## Ausgangstext
►

Für Bartók wurde dieses Vorhaben zum Lebenswerk, das ihn Jahrzehnte lang beschäftigte. Er widmete ihm später nicht nur eine vierbändige Anthologie der Volksgesänge seiner Heimat, sondern auch diverse eigene Kompositionen ? vom Volksliedarrangement bis hin zur freien Verarbeitung der Melodien.
Vor 1918 gehörte zu Ungarn auch Siebenbürgen, die teilweise deutsch besiedelte Region im heutigen Rumänien. Auch dort sammelte Bartók Volksmelodien und fasste sie zu der Sammlung Rumänische Volkstänze aus Ungarn zusammen, eine Anthologie, die nicht weniger als 1115 instrumentale Melodien enthält. Sieben von ihnen stellte er 1915 zu einer kleinen Klaviersuite zusammen, die er einem Gymnasiallehrer in Belényes, dem rumänischen Beius, widmete, der ihm bei seinen Volksliedforschungen in Siebenbürgen hilfreich zur Seite gestanden hatte. 1917 arrangierte Bartók diese Klaviersuite wiederum für kleines Orchester, eine Fassung, an die sich andere Bearbeitungen für Streichorchester oder auch Violine und Klavier anschlossen. Wir hören die Fassung für Streichorchester mit Solovioline.

◄

## Datenblock
►

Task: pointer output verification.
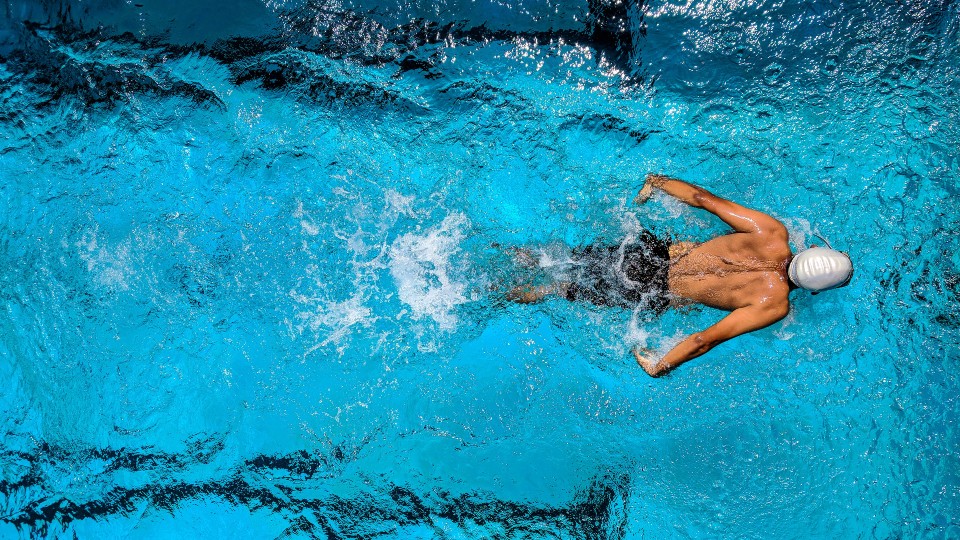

◄

## Gestellte Aufgabe 1
Beantworte anhand des Textes über Bartók die folgenden Fragen.
(a) Wie viele Bände umfasst Bartóks Anthologie der Volksgesänge seiner Heimat?
(b) Wie viele instrumentale Melodien enthält die Sammlung Rumänische Volkstänze aus Ungarn?
(c) In welchem Jahr arrangierte Bartók die Klaviersuite für kleines Orchester?
## Gestellte Aufgabe 2
Führe den Text über Bartók nach seinem letzten Satz fort.
Das Material spielt hierfür keine Rolle.

## Lösung 1
(a) Vier Bände.
(b) 1115 instrumentale Melodien.
(c) 1917.

## Lösung 2
Die Bauern in Ungarn und Rumänien reihten ihre Dorftänze gewöhnlich zu Fünfer- oder Siebenerfolgen auf. Bartók hat den Aufbau einer solchen Folge nachgeahmt. Auf den einleitenden Stabtanz der jungen Männer (Nr. 1) folgt ein Braúl, ein Rundtanz aus Torontal (Nr. 2). Erst danach vereinen sich die Paare zum Stampftanz (Nr. 3). Aus dem Dorf Butschum stammt der folgende Kettentanz (Nr. 4). Die Rumänische Polka ist in Wahrheit ein “Zwiefacher”, ein Tanz, der ständig zwischen Zweier- und Dreiertakt wechselt (Nr. 5). Zwei Schnelltänze beschließen die Serie (Nr. 6). Der erste stammt aus Bihar, der zweite aus Torda. Beide lassen, obwohl rein instrumental, noch die Gliederung solcher Gruppentänze erkennen: Jeweils durch Zuruf wechselte die Konstellation der Tanzenden. Auch sonst ist es der rustikale Charme, die unverstellte Authentizität dieser Musik, die uns in den Bann zieht. Bartóks Rumänische Volkstänze schmecken förmlich nach Dorfschenke.